_TASK MATERIAL_:
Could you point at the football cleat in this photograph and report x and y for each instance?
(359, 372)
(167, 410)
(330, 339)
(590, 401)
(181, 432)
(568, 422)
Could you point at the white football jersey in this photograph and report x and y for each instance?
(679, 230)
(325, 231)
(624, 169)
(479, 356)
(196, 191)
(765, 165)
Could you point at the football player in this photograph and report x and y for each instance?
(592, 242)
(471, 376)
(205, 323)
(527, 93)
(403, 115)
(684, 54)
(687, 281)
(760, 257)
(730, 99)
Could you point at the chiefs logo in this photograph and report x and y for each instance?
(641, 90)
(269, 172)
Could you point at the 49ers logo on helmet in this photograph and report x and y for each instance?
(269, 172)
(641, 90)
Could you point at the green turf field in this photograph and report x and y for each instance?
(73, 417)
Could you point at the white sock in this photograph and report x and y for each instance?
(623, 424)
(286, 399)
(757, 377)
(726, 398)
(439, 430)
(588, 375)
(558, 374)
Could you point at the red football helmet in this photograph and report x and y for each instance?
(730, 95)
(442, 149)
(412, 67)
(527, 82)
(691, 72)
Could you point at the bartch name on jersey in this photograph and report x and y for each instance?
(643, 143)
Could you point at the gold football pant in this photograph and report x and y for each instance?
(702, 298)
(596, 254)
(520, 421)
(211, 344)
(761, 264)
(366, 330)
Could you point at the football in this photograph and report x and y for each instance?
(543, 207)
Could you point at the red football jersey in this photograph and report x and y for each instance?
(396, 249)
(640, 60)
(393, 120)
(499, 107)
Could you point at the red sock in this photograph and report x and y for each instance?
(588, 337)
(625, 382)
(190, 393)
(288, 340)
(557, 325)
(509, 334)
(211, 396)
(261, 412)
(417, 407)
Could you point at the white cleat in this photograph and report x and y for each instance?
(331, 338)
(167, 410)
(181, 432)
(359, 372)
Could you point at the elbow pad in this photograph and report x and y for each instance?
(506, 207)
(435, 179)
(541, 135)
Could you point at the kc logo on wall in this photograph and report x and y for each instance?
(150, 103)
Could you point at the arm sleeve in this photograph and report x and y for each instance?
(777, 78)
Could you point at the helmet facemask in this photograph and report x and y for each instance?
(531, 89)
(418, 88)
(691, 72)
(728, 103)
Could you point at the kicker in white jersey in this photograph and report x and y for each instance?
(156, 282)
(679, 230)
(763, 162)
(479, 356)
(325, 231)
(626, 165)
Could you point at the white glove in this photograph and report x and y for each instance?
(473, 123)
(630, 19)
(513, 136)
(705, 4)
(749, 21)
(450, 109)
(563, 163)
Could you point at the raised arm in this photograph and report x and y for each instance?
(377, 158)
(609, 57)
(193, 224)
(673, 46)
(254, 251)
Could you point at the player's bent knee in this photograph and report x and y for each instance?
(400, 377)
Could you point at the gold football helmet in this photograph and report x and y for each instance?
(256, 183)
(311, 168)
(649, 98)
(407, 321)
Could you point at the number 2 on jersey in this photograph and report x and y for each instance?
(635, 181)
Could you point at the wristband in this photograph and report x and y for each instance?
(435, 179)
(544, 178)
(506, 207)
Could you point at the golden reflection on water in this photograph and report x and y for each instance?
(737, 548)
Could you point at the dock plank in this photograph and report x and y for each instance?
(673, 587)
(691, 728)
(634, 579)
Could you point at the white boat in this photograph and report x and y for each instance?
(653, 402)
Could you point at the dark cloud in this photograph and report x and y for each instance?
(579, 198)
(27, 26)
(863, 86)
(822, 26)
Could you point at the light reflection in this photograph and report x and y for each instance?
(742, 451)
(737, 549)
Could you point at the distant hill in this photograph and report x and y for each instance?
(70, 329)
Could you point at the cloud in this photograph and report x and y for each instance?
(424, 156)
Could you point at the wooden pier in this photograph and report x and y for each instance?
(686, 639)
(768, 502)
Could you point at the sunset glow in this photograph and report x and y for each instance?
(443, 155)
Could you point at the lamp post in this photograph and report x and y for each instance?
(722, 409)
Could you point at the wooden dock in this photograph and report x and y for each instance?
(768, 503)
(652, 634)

_WHAT THE TASK REQUIRES_: Write out again, exactly, the lines from the one holding "Could you point at the number" through the end of the listing, with both ends included.

_THE SOLUTION_:
Could you point at the number 2 on jersey in this photograph and report x and y for each instance?
(635, 181)
Could you point at the wristband in this photograph and report x and y for each instance?
(435, 179)
(544, 178)
(506, 207)
Could you point at the golden reflection on water in this photograph and report x and y for each instance?
(737, 548)
Could you point at the dock plank in this photograph and report x and y for each instance?
(673, 587)
(691, 728)
(634, 579)
Could you point at the white boat in this photograph and report x and y for each instance?
(653, 402)
Could you point at the dark cloud in this photograph and report x and y for each instance?
(579, 198)
(27, 26)
(863, 86)
(822, 26)
Could you point at the light reflection in this photograph and report x and y for each instance?
(742, 451)
(737, 549)
Could you point at the distant hill in this photograph and report x and y for each instance?
(70, 329)
Could you point at the cloud in this photograph and report x and y for each instance?
(424, 156)
Could you point at the wooden pier in this photograph and report x and y for each instance?
(686, 639)
(768, 502)
Could you point at the sunset glow in this photograph and report x and y for each instance?
(443, 155)
Could you point at the lamp post in this photograph and report x and y for each instance?
(722, 409)
Could you point at the wooden dock in this photograph and report x and y for each instance?
(768, 503)
(652, 634)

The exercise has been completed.